Things to do -
a - Using the passage on a No Deal Brexit, reproduce the text between "The attack on" and "and so on).", inclusive, with "Single Market" changed to "internal market".
b - According to the passage on a No Deal Brexit, which things will all be casualties once Britain strikes a deal on US terms?

Given passage -

»»

But Trump’s objections to these proposed Treaties was because they contained elements of  a two-way street – Trump considered they made too many concessions to US ‘partners’. He insists on only greater access for US firms, and uses trade tariffs and sanctions to achieve this. The NHS is one of the largest purchasers of medical goods and services in the world. Of course, US firms will want to increase access to it, and will object to the NHS being a ‘monopoly purchaser’ as they attempt to drive medicine prices higher. This will in turn accelerate the privatisation of the NHS.

Locking Britain into Trump’s position on climate change

Locking Britain into a trade deal with the US would, of course, also be used to put pressure on Britain to abandon even the Tories weak positions on climate change, let along Labour’s progressive policies. The US is the only country to reject the Paris climate change accord. The US under Trump is literally prepared to sacrifice the future of humanity in order to promote the US oil industry. But Trump is attempting to spread his deeply reactionary policies on climate change internationally using allies such as the extreme right wing president of Brazil Bolsonaro. The ERG/Johnson wing of the Tory Party has the worst positions of any party in Britain on climate change. A No Deal/Hard Brexit, by tying Britain even more tightly into US policy, would pose a direct threat to Britain being able to pursue progressive policies on climate change

The attack on workers’ rights

There is also a race-to-the-bottom effect of increased direct competition with the US. When the EU introduced the ‘social chapter’ of workers’ rights in 1992 it was motivated by a desire to protect German industry (and others) from competition within the Single Market from countries with much lower protections. Initially, the British government opted out entirely, but its later adoption meant all sorts of rules against discriminations in the workplace were introduced, and new rights established (to parental leave, preservation of contractual terms and so on).

A No Deal Brexit, and trade deal with Trump, will push in the opposite direction. US workers have among the lowest protections of any working class in the advanced industrialised countries. US workers are legally entitled to only 10 days’ paid holidays annually and, almost uniquely, there is no right to maternity leave at all. In addition, the absence of significant public health provision means that most workers and their families are at the mercy of their employers’ healthcare provision, with all the scope for bullying and increased exploitation that entails.

If there is a trade deal with the US outside the EU customs union, there will be a hue and cry from firms based here that they are facing ‘unfair competition’ from US rivals, who don’t have to provide the luxuries of maternity pay and other benefits. Jeremy Corbyn is absolutely correct, and not at all scare-mongering to warn about this race to the bottom when he says, “Labour will work with anyone across party boundaries and do whatever is necessary to stop a disastrous no deal outcome, which would open the way for a frenzy of deregulation and a race to the bottom in jobs, rights and protections”.

The same logic applies to lower US environmental standards, as well as consumer rights, food quality and product standards. Following No Deal, and with Britain desperate to strike any sort of deal with the much more powerful US, everything that the US wants will be ‘on the table’ and it will be on US terms. The British economy, jobs in high-value sectors, general living standards, climate change and workers’ rights will all be the casualties.


These political, economic, and social realities mean that there must be no underestimation whatever of the very serious threat now facing the British working class and oppressed. A No Deal/Hard Brexit would be direct subordination to Trump and the launching of Thatcherism 2.0.. It is the greatest threat which today faces the British working class and progressive movement.

««

Supplied material -
»»

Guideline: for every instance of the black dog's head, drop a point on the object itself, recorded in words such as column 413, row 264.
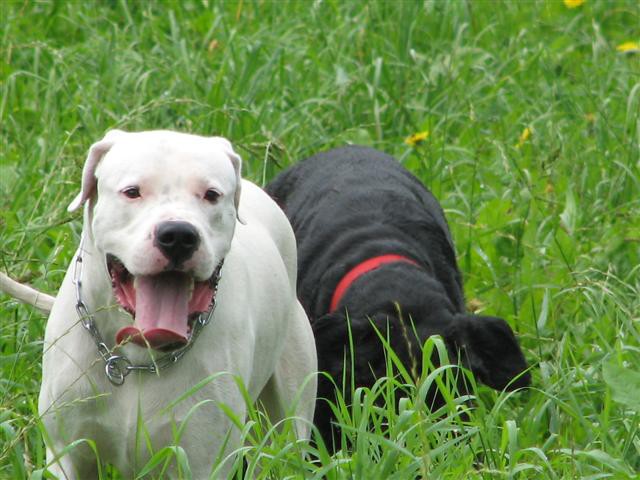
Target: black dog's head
column 483, row 344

««

Activity answers -
a -
The attack on workers’ rights

There is also a race-to-the-bottom effect of increased direct competition with the US. When the EU introduced the ‘social chapter’ of workers’ rights in 1992 it was motivated by a desire to protect German industry (and others) from competition within the internal market from countries with much lower protections. Initially, the British government opted out entirely, but its later adoption meant all sorts of rules against discriminations in the workplace were introduced, and new rights established (to parental leave, preservation of contractual terms and so on).

b -
- The British economy
- Jobs in high-value sectors
- General living standards
- Climate change
- Workers' rights